*ASSIGNMENT*: In the text on Meta's Llama 3 release, transcribe word for word the stretch from "Announced less than" through "lots of it.".

━━━ DOCUMENT TEXT

On 18 April 2024, Meta released the next big thing in “open” AI models: Llama 3. It’s the latest AI model to be offered by Meta free of charge and with a relatively open (though not open-source) license that lets developers deploy it in most commercial apps and services.
Announced less than a year after Llama 2, the new model in many ways repeats its predecessor’s playbook. Llama 3’s release provides models with up to 70 billion parameters, the same as its predecessor. It was also released under a similar license which, although not fully open source, allows commercial use in most circumstances.
Look closer, however, and Llama 3’s advancements come into focus. Meta’s new model scores significantly better than its predecessor in benchmarks without an increase in model size. The secret is training data—and lots of it.
“What I found most appealing was that at 15 trillion tokens [of training data], there was no stopping. The model was not getting worse,” said Rishi Yadav, founder and CEO of Roost.ai. “Not stopping at 15 trillion is profound. It means the sky’s the limit, at least as of today.”
For AI, more data is king
Meta has yet to release a paper on the details of Llama 3 (it’s promised to do so “in the coming months”), but its announcement revealed it was trained on 15 trillion tokens of data from publicly available sources. That’s over seven times as much data as Llama 2, which was trained on 2 trillion tokens. It may even rival GPT-4: OpenAI hasn’t revealed the number of tokens used to train GPT-4, but estimates put the number at around 13 trillion.

━━━━━━
━━━ ENTRIES PROVIDED

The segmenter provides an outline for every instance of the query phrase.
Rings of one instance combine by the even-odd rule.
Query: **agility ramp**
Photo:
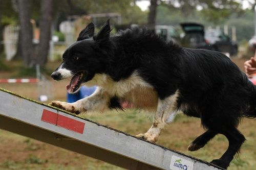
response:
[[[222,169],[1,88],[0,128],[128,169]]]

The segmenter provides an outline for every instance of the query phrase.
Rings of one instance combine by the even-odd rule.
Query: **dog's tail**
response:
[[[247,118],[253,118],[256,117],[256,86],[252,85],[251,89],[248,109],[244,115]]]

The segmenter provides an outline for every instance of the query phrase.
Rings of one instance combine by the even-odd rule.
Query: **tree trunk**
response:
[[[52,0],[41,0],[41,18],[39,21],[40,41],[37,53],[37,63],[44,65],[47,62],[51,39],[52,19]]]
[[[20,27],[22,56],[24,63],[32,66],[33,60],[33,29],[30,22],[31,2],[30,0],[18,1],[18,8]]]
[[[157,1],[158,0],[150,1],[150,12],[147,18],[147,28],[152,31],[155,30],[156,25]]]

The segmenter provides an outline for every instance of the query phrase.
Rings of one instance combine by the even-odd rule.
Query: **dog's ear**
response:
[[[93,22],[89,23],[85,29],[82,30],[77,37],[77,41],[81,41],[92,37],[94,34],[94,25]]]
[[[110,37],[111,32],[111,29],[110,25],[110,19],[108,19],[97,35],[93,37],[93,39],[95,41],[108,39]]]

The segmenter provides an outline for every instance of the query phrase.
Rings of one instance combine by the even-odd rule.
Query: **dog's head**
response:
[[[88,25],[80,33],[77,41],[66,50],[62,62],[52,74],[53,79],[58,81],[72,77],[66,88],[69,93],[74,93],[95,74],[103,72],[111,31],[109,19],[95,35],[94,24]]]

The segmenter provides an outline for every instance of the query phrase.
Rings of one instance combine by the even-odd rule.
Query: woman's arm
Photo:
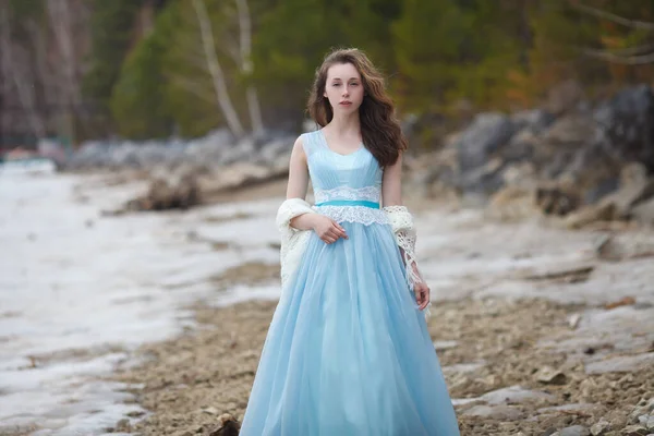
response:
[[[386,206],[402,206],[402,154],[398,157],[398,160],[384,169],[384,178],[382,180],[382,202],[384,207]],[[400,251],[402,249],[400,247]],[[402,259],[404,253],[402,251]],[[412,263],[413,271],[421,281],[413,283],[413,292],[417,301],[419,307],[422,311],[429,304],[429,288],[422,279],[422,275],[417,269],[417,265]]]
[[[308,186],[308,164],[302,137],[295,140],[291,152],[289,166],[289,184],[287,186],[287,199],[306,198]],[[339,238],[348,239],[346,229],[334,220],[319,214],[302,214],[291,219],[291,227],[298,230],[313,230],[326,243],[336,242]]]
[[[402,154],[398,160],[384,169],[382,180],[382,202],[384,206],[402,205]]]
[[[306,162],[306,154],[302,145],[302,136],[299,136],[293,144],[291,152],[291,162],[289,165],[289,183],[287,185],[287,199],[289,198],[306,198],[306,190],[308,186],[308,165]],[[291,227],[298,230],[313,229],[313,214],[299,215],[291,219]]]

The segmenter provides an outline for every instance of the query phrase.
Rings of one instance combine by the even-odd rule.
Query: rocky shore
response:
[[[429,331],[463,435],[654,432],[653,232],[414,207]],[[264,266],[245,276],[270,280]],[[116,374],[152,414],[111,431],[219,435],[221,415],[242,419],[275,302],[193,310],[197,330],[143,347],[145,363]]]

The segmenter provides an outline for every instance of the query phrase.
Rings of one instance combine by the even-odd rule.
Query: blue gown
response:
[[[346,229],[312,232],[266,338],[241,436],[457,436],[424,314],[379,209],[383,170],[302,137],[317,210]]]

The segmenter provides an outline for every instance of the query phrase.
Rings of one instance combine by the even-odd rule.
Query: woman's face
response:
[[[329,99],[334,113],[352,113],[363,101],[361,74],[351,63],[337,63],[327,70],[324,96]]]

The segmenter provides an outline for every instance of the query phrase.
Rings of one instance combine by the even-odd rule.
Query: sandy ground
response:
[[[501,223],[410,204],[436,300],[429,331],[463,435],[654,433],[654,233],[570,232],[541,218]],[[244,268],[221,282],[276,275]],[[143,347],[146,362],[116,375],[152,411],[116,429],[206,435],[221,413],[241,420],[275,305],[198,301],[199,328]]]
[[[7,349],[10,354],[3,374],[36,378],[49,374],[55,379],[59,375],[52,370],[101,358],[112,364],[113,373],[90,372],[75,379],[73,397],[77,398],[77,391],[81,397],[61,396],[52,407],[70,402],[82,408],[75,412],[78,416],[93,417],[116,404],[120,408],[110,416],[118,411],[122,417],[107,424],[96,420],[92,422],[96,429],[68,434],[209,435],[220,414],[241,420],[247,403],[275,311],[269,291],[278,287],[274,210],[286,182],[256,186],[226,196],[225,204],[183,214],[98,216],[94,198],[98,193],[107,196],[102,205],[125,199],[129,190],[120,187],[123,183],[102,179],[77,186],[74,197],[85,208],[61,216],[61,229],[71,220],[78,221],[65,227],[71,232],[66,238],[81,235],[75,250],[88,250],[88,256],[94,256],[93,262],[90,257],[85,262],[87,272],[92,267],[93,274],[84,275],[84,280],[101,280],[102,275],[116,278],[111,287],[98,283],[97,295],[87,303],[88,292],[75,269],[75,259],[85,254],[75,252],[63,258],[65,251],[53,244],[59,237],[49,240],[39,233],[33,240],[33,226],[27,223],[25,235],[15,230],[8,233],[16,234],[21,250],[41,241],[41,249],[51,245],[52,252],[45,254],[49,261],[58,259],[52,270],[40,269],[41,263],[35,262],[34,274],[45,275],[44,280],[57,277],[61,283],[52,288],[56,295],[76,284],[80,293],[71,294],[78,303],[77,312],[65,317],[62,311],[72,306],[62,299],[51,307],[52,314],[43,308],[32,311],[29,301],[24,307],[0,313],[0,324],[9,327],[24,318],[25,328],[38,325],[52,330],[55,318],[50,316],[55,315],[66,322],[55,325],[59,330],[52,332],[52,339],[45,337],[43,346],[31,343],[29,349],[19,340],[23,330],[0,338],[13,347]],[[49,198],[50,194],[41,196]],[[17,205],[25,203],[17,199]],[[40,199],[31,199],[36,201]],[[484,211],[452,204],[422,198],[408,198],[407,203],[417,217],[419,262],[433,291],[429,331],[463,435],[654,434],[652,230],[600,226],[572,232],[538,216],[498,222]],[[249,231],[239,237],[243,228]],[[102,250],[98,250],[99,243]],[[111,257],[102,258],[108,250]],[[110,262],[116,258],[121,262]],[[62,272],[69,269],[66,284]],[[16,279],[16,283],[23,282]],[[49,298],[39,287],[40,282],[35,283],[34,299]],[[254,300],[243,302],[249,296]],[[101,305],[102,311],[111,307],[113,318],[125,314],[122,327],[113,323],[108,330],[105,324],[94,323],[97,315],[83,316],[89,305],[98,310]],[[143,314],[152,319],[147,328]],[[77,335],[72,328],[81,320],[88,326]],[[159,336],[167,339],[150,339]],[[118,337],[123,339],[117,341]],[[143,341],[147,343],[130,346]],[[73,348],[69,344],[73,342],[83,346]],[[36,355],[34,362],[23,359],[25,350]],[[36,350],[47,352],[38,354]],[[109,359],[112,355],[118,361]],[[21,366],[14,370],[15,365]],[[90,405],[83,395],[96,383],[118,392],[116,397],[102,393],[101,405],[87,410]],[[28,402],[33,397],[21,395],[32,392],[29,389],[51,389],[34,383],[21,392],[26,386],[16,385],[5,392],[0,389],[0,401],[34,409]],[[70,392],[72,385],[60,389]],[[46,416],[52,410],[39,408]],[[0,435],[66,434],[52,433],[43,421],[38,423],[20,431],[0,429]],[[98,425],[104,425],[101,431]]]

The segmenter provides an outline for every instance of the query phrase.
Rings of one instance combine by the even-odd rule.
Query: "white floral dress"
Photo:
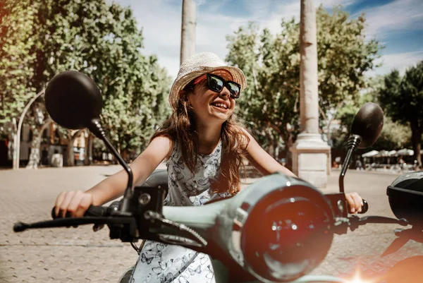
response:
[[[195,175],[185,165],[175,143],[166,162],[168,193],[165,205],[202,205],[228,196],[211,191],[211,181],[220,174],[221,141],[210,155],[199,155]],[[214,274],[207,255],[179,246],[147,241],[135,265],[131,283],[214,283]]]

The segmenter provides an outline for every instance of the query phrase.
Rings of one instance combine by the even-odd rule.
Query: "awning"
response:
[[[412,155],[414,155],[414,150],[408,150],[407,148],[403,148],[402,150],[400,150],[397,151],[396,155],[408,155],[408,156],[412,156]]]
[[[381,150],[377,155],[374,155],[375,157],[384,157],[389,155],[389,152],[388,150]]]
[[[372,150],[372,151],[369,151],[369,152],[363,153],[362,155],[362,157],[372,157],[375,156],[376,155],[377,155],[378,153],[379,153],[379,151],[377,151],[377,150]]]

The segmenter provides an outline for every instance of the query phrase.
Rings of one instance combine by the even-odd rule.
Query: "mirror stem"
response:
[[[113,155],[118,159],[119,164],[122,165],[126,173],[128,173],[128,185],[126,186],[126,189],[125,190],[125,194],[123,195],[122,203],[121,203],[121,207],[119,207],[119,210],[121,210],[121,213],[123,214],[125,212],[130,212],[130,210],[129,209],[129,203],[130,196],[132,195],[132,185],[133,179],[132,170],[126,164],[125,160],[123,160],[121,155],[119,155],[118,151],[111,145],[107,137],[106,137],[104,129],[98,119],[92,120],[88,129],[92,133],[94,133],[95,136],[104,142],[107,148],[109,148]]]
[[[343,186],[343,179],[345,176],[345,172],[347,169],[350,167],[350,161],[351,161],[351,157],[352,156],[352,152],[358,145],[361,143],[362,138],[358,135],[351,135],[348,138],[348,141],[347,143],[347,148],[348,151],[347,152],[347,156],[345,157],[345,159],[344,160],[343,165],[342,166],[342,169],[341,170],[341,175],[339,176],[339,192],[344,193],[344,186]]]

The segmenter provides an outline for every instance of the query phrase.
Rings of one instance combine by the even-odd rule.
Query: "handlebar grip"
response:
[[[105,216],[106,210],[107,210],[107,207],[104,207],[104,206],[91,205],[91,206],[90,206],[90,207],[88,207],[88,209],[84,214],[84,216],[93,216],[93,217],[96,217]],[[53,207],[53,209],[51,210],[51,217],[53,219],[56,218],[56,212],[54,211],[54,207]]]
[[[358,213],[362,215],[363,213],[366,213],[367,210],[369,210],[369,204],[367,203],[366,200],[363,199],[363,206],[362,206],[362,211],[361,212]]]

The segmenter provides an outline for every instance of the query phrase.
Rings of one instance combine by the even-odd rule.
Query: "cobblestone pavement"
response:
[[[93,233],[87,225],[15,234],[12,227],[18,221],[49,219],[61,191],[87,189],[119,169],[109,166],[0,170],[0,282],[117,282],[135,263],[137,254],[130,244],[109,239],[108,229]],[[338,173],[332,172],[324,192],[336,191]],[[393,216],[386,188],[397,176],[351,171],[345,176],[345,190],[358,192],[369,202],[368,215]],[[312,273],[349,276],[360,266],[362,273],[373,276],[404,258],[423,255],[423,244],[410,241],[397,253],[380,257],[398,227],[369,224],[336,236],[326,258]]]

━━━━━━

*YOUR RESPONSE*:
Announced less than a year after Llama 2, the new model in many ways repeats its predecessor’s playbook. Llama 3’s release provides models with up to 70 billion parameters, the same as its predecessor. It was also released under a similar license which, although not fully open source, allows commercial use in most circumstances.
Look closer, however, and Llama 3’s advancements come into focus. Meta’s new model scores significantly better than its predecessor in benchmarks without an increase in model size. The secret is training data—and lots of it.